## ТЕКСТ:
----------------------------------------
Так, сэр. Потом выведите меня дальше, водите меня из аллеи в аллею, в том же безумном состоянии, и пусть седые волосы вырываются из-под моего ночного колпака. Пусть тучи хмурятся, луна омрачается, звезды гаснут, вихри воют, колокола звонят, совы ухают, жабы кричат, минуты стучат и часы бьют полночь. И наконец, сэр, остановившись, отметьте, как человек висит и качается, вы знаете, как ветер качает человека? И меня, как я с ножом в руке его срезаю. И как, разглядывая его при факеле, я узнаю в нем моего сына Горацио. Тут-то вам и показать страсть, показать страсть. Нарисуйте меня, как Приама Троянского, в плаче: ‘Дом мой в огне, дом мой в огне и факел над моей головой!’ Заставьте меня проклинать, заставьте меня ругаться, заставьте меня безумствовать, заставьте меня прийти в себя, заставьте меня проклинать ад, призывать небо и наконец погрузить меня в транс и так далее.

Живописец.

Это и есть конец?

Иеронимо.

О, нет — этому нет конца: конец смерть и безумие. Никогда я лучше себя не чувствую, как когда я безумен: тогда мне кажется, что я совсем порядочный человек, диву даешься, как разум меня обижает: вот когда начинается порядочная мука, вот где ад! А в конце, сэр, подайте мне кого-нибудь из убийц, и будь он силен, как Гектор, я буду бить его и поволоку вот так!

(Бьет Живописца, прогоняет его. Потом возвращается с книгой в руке.) (171 стих.)

Эта сцена, как говорилось выше, существовала на подмостках до своего напечатания, то есть до 1602 года, иначе не приходилось бы возвещать на обложке о ее включении в текст. Надо сознаться, что Вебстер не пошел дальше, а добровольность безумия и привязанность к неврозу утверждены наукой только в прошлом веке. Праздным представляется вопрос, кто у кого заимствовал троп о ‘тысяче сынов’. Тем не менее, принимая во внимание, что у Шекспира он усилен (‘больше, чем сорок…’), вероятность говорит за позднейшее происхождение более сильной редакции: Бен Джонсон не стал бы ослаблять хода в подражании. Здесь он только ввел в троп уже встретившуюся риторическую схему Андреа: ‘Любил больше всего мира’.
----------------------------------------
## ИСХОДНЫЕ СТРОКИ:

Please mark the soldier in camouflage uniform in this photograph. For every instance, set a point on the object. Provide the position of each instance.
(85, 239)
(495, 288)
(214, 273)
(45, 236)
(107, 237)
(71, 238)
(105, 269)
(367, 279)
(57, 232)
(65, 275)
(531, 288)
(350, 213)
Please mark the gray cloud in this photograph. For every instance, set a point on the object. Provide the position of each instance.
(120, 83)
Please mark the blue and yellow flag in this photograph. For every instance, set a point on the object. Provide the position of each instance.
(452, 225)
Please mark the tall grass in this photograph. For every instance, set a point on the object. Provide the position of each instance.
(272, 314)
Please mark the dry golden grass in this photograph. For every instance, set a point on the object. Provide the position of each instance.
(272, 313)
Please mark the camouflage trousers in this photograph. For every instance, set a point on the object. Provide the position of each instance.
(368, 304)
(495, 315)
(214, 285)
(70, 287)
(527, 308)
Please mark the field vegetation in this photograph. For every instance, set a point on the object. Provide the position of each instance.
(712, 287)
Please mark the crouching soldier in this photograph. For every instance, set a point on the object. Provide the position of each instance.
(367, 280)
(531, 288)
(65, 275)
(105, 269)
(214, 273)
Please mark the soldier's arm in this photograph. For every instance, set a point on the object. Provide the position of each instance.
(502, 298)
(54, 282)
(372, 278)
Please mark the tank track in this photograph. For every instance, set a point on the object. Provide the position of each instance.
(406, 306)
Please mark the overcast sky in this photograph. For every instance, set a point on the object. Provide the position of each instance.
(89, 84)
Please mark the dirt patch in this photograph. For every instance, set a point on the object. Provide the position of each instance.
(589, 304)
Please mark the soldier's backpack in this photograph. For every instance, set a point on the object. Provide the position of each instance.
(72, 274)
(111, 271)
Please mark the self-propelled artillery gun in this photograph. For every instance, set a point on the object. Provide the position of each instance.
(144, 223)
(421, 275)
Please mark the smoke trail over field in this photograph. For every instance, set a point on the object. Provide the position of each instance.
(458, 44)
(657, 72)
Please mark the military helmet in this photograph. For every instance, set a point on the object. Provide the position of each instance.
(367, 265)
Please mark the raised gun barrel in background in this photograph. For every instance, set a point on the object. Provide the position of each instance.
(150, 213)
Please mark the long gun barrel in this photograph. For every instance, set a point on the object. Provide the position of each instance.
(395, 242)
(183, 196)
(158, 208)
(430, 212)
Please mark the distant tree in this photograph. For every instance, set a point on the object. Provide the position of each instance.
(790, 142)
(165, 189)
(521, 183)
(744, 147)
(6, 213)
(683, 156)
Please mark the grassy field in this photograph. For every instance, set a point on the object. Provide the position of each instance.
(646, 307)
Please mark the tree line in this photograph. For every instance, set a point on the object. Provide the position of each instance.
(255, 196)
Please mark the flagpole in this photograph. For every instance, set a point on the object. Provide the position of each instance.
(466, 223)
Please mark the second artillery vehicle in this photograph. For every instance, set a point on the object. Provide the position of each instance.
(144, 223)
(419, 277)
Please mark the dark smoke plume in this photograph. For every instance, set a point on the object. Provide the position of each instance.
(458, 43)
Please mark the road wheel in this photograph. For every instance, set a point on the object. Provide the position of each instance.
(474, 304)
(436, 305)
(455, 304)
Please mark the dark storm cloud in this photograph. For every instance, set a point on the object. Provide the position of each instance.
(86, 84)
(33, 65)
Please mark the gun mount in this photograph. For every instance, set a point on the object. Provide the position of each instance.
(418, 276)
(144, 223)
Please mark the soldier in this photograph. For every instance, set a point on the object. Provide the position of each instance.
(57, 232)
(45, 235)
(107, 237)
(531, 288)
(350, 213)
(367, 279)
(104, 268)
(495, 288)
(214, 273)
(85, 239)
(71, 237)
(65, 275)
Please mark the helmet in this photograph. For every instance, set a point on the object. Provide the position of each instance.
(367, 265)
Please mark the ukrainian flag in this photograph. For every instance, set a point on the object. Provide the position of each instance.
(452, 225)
----------------------------------------
## ЧТО СДЕЛАТЬ:
**a.** Повторите без изменений строки, идущие после текста: от строки со словами "Please mark the road" до последней строки включительно.
**b.** Напишите продолжение текста о сцене с Иеронимо и Живописцем так, чтобы оно шло сразу за его последним предложением.

## ОТВЕТЫ:
**a.**
Please mark the road wheel in this photograph. For every instance, set a point on the object. Provide the position of each instance.
(474, 304)
(436, 305)
(455, 304)
Please mark the dark storm cloud in this photograph. For every instance, set a point on the object. Provide the position of each instance.
(86, 84)
(33, 65)
Please mark the gun mount in this photograph. For every instance, set a point on the object. Provide the position of each instance.
(418, 276)
(144, 223)
Please mark the soldier in this photograph. For every instance, set a point on the object. Provide the position of each instance.
(57, 232)
(45, 235)
(107, 237)
(531, 288)
(350, 213)
(367, 279)
(104, 268)
(495, 288)
(214, 273)
(85, 239)
(71, 237)
(65, 275)
Please mark the helmet in this photograph. For every instance, set a point on the object. Provide the position of each instance.
(367, 265)
Please mark the ukrainian flag in this photograph. For every instance, set a point on the object. Provide the position of each instance.
(452, 225)

**b.**
Сцена 13 производит крайне бледное впечатление после этой романтики, тем более, что она дублирует тему добавочной двенадцатой сцены, нарушившей развитие действия. Иеронимо обсуждает наилучшую технику мести. Месть должна быть жестока и не сопровождаться для него последствиями со стороны тех, кому он мстит. Слуга вводит истцов. Один из них жалуется на убийство своего сына. Иеронимо растроган и возмущен. Длинный монолог, в котором он упрекает себя в медлительности мести и в бесчувствии сравнительно с решительностью истца. Заканчивая поучение себе о том, как бы следовало растерзать убийц Горацио, Иеронимо разрывает прошение истцов. Двое из них убегают. Диалог Иеронимо с несчастным отцом. Иеронимо ведет в дом своего товарища по горю (173 стиха).
Можно думать, что Бен Джонсон намерен был отметить эту сцену с живописцем (кстати, живописца зовут Бацардо, а кидовского истца — Бацульдо), но труппа и администрация пожелали сохранить и то и другое. Получилось довольно нелепо и дико ненужно, но зато количество выиграло. Эстетика эпохи первоначального накопления была удовлетворена: всего побольше, вали в кучу — разбирать некогда. Разбор в дальнейшем произвел Шекспир, а оценку и отбор — Бен Джонсон. Но это было уже в другие времена, пока было не до этого.
Сцена 14. Ко двору прибыл вице-король португальский. Он приехал на свадьбу сына. Его принимают с великой радостью (39 стихов).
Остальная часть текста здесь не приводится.